# [Tarefas]
1. Transcreva do trecho sobre o crime de ameaça a parte que se inicia pelas palavras que contêm "As pessoas que" e se encerra em "crime estará satisfeito.".
2. Segundo o Art. 158 citado no trecho sobre o crime de ameaça, a que condutas a vítima é constrangida? Liste todas.
3. Prossiga o trecho sobre o crime de ameaça a partir do ponto em que ele termina.

O crime de ameaça consiste em ameaçar alguém de mal injusto e grave. É classificado como doloso, comum, de forma livre, unissubsistente, que é aquele que é realizado por ato único, não sendo admitido o fracionamento da conduta, como, por exemplo, no desacato (Artigo 331 do Código Penal Brasileiro) praticado verbalmente. Para Nelson Hungria, não cabe tentativa nessa espécie de crime, pois não há fragmentação da atividade. Entretanto, parte da doutrina admite tentativa em determinados casos; Fernando Capez aponta como exemplo o agente que efetua um único disparo com arma de fogo contra a vítima e erra o alvo, ou plurissubsistente que, por seu turno, é aquele cuja ação é representada por vários atos, ou seja, a conduta é um processo executivo composto por fases que podem ser fracionadas, e, por isso, admite a tentativa. Este tipo de crime constitui a maioria dos delitos, instantâneo, unilateral (em regra), subsidiário.
CP - Decreto Lei nº 2.848 de 07 de dezembro de 1940
Art. 158 - Constranger alguém, mediante violência ou grave ameaça, e com o intuito de obter para si ou para outrem indevida vantagem econômica, a fazer, tolerar que se faça ou deixar fazer alguma coisa:
Pena - reclusão, de 4 (quatro) a 10 (dez) anos, e multa.
As pessoas que frequentam e acreditam em manifestações espirituais acabam sendo "presas" fáceis a serem pressionadas a, em alguns casos, "ofertar" algum valor em troca da sua suposta cura. Esse tipo de atuação, tirando proveito da crença, se configurará crime de ameaça quando o "líder" usar da sua "autoridade" prometendo uma retaliação das divindades espirituais ao "fiel" caso ele pare de contribuir para tal ação. E por se configurar um crime que não admite tentativa, só com o resultado de tal ato o crime estará satisfeito.
Existem posições contrárias a isso. A carta, como está tipificado na lei, causa uma margem para interpretação de um possível crime que admite a tentativa.

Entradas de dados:

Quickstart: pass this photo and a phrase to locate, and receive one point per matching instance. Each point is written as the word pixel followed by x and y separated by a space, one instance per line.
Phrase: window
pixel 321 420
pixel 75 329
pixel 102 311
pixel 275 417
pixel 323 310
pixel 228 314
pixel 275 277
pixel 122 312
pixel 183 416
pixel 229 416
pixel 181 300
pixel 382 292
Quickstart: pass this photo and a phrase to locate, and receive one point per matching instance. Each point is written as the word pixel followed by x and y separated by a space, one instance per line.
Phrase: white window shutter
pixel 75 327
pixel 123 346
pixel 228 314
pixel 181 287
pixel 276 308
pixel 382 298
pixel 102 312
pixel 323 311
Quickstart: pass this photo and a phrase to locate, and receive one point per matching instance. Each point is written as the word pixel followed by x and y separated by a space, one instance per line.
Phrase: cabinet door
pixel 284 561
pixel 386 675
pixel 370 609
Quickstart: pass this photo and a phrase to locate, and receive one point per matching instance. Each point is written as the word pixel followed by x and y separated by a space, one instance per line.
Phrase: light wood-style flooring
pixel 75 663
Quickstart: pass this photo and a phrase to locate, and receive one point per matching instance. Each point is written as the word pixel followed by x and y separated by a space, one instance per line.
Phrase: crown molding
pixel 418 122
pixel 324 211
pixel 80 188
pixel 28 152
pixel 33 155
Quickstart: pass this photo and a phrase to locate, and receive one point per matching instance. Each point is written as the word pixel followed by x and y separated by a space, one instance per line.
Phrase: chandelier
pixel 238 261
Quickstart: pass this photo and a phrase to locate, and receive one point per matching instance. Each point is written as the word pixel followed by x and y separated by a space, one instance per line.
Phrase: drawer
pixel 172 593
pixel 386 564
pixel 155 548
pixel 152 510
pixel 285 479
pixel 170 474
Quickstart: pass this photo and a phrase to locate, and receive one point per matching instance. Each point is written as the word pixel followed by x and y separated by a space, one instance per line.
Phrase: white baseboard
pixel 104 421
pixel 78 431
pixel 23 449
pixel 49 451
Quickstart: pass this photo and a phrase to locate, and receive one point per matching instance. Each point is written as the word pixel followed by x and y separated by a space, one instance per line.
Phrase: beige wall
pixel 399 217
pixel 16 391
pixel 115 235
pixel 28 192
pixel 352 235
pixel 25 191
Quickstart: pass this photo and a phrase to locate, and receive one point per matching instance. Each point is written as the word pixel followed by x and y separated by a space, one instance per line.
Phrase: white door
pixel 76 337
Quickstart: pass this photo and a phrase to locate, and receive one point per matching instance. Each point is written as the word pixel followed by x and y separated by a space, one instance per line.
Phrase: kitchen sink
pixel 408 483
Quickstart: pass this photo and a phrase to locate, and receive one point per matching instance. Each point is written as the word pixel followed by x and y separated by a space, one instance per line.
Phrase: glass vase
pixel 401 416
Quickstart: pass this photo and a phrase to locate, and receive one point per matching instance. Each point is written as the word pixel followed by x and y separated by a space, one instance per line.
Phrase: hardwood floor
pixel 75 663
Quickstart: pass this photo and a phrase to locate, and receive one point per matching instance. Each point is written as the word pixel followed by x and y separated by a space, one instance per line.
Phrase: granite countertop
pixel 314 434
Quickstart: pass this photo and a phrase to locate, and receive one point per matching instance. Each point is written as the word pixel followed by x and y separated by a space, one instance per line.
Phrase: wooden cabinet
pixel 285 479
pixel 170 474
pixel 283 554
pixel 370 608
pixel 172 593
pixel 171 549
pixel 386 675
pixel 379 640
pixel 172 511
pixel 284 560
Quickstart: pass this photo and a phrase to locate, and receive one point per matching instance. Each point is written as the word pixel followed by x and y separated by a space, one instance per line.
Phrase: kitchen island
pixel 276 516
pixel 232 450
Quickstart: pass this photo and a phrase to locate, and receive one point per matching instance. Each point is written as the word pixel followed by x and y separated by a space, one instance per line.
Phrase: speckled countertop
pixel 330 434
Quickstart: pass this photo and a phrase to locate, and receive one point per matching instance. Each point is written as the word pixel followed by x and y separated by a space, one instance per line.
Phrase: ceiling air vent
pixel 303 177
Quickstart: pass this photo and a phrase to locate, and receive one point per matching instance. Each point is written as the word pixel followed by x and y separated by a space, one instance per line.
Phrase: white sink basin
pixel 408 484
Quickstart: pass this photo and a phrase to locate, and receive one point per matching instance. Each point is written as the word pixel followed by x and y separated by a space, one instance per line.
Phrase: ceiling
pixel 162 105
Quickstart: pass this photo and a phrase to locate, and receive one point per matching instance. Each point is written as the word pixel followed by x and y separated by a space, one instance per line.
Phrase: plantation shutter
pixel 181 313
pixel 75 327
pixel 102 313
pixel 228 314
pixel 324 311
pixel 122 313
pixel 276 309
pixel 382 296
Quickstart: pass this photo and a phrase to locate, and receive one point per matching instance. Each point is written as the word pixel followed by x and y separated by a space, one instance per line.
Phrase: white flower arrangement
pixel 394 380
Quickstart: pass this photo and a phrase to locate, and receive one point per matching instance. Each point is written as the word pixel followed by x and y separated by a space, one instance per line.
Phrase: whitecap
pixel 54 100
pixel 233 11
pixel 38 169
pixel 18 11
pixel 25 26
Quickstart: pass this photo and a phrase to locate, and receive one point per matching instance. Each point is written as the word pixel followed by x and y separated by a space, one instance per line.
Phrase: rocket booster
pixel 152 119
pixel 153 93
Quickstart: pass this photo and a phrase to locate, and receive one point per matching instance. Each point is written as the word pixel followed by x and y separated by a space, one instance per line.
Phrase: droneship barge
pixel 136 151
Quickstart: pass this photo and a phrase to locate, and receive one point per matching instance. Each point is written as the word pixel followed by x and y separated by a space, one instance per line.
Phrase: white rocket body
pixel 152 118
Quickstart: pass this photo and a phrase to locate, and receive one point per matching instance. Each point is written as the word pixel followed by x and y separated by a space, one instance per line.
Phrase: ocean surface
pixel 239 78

---

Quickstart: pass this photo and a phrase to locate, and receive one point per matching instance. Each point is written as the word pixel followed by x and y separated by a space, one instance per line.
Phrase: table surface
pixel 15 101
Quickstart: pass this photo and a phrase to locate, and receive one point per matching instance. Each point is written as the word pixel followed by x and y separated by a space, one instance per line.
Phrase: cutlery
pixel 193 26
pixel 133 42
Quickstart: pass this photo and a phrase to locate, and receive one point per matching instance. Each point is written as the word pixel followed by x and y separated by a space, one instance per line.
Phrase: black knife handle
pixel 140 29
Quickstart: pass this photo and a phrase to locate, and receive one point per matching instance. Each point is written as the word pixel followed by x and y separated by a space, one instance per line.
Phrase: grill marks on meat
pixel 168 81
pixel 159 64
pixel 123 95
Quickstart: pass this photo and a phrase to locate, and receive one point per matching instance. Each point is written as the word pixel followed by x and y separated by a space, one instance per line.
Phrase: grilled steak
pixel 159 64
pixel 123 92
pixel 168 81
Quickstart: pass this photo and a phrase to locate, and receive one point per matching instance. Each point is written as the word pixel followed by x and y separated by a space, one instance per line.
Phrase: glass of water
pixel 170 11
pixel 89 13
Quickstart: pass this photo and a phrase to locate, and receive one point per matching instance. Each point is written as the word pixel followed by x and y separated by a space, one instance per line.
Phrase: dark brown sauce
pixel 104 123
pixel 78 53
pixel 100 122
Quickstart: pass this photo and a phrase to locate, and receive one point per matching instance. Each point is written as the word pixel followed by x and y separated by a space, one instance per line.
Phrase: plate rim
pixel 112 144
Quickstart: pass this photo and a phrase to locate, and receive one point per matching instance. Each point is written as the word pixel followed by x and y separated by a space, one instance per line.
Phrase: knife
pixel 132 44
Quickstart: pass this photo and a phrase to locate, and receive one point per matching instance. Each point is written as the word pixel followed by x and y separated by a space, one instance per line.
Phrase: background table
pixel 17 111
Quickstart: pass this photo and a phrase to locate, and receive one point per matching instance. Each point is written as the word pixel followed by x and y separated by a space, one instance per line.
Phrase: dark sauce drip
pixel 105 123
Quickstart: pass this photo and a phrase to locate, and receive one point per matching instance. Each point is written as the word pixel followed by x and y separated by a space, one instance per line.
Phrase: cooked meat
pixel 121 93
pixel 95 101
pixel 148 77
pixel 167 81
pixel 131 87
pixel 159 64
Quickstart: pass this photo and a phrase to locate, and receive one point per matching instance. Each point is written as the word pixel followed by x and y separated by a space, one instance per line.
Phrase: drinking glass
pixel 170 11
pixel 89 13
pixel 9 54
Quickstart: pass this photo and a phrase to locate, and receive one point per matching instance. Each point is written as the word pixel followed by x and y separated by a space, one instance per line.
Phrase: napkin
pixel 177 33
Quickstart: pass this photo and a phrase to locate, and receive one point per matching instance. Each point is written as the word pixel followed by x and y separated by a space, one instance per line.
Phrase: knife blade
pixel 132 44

---

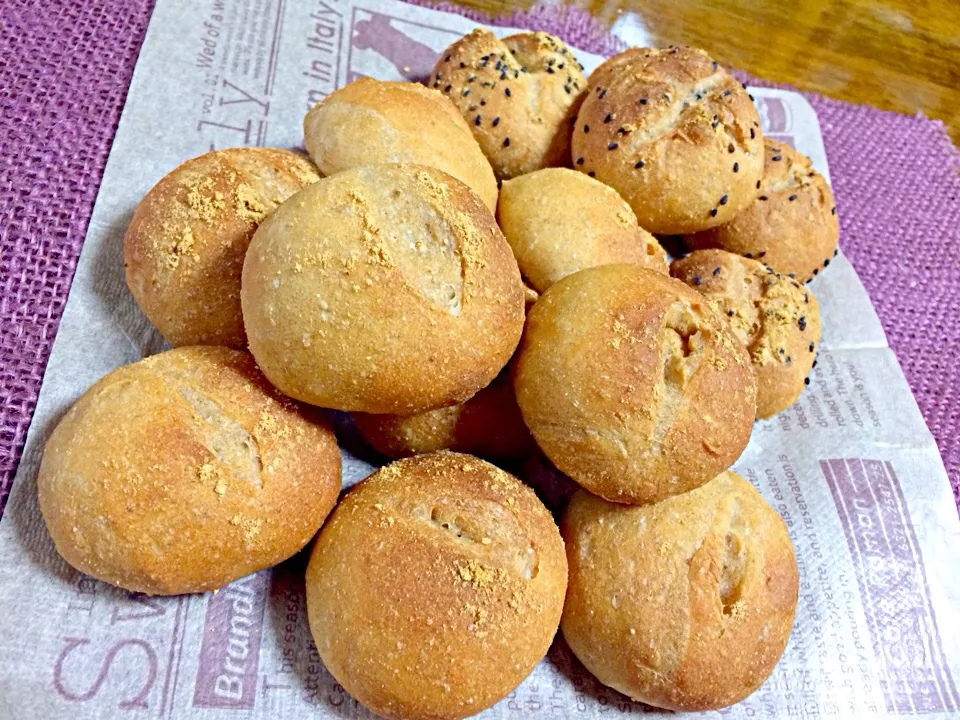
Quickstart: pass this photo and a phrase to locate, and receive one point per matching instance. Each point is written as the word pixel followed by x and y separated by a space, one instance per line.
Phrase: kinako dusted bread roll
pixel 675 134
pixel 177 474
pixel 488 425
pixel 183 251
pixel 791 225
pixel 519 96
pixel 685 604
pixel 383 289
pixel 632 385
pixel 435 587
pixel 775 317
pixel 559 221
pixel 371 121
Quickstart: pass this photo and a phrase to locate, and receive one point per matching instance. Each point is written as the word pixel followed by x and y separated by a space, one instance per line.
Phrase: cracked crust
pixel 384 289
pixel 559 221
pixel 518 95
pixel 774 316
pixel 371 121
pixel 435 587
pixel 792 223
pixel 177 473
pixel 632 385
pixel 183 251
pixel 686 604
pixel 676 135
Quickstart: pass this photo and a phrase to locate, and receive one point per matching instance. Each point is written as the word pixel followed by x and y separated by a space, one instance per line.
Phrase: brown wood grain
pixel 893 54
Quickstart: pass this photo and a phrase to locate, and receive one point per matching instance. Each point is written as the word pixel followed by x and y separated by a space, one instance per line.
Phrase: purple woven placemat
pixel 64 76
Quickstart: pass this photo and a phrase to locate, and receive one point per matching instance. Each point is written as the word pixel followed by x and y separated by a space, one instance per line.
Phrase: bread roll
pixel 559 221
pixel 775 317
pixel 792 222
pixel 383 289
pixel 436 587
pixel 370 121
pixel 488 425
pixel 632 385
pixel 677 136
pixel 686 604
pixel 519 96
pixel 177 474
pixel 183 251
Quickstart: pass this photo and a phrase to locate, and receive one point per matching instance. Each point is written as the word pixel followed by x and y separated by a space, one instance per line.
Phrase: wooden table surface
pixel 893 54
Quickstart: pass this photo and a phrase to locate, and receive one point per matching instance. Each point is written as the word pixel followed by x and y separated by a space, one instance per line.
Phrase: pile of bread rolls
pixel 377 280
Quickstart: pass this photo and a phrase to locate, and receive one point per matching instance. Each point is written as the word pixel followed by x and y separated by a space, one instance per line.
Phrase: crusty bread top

# [Respostas em ordem]
1.
As pessoas que frequentam e acreditam em manifestações espirituais acabam sendo "presas" fáceis a serem pressionadas a, em alguns casos, "ofertar" algum valor em troca da sua suposta cura. Esse tipo de atuação, tirando proveito da crença, se configurará crime de ameaça quando o "líder" usar da sua "autoridade" prometendo uma retaliação das divindades espirituais ao "fiel" caso ele pare de contribuir para tal ação. E por se configurar um crime que não admite tentativa, só com o resultado de tal ato o crime estará satisfeito.

2.
- fazer alguma coisa
- tolerar que se faça alguma coisa
- deixar fazer alguma coisa

3.
O Código Penal Brasileiro tipifica o crime de ameaça no seu artigo 147, que tem a seguinte redação: "Ameaçar alguém, por palavra, escrito ou gesto, ou qualquer outro meio simbólico, de causar-lhe mal injusto e grave".
A ameaça precisa de atuação dolosa, ou seja, vontade de agir. Nesse entendimento, uma pessoa fora de sua consciência, como um embriagado, não possui o animus para tal fato.
Alguns podem até questionar: e se ele bebeu para ter coragem? Existe uma decisão para tal situação:
Ameaça verbal. Embriaguez. Inexistência de crime. É penalmente irrelevante, porque carente da seriedade e idoneidade necessárias para intimidar, a ameaça meramente verbal, que encerra um fim em si mesma, proferida em estado de completa embriaguez.
Decisão: Dado provimento ao Recurso para julgar improcedente a acusação e absolver o réu, unânime.
Acórdão nº 148.516. Relator: Juiz Fernando Habibe. Apelante: André Santos Silva. Apelado: MPDFT. APJ 2000011067874-5, TRJE, PUB. EM 14/02/02; DJ 3, P. 183
A ameaça, portanto, deve ser capaz de intimidar a vítima. O estado de embriaguez retira daquele que ameaça o dolo específico. Neste sentido, decidiu a Seção Criminal do Tribunal de Justiça do Estado de São Paulo, em recurso de apelação, processo nº 1451959/8, 11ª Câmara, Relator Wilson Barreira, em 25/10/2004, in verbis:
"Desacato e ameaça - agente embriagado que, ao ser abordado por guardas municipais, profere expressões ofensivas, bem como os ameaça por palavras e gestos - absolvição.
Desacato - suposto estado de embriaguez - dúvidas acerca da presença do dolo específico - absolvição mantida. - diante do suposto estado de embriaguez do increpado, que retira a capacidade de compreender e afasta o dolo específico, é de rigor a absolvição pela acusação de desacato. - ameaça - não caracterização - hipótese. - o dolo do art. 147, do Código Penal, exige certeza na demonstração da séria ameaça capaz de infundir verdadeiro receio na vítima, de vir a sofrer mal injusto e grave. inexistentes elementos seguros neste sentido, de rigor o 'non liquet'".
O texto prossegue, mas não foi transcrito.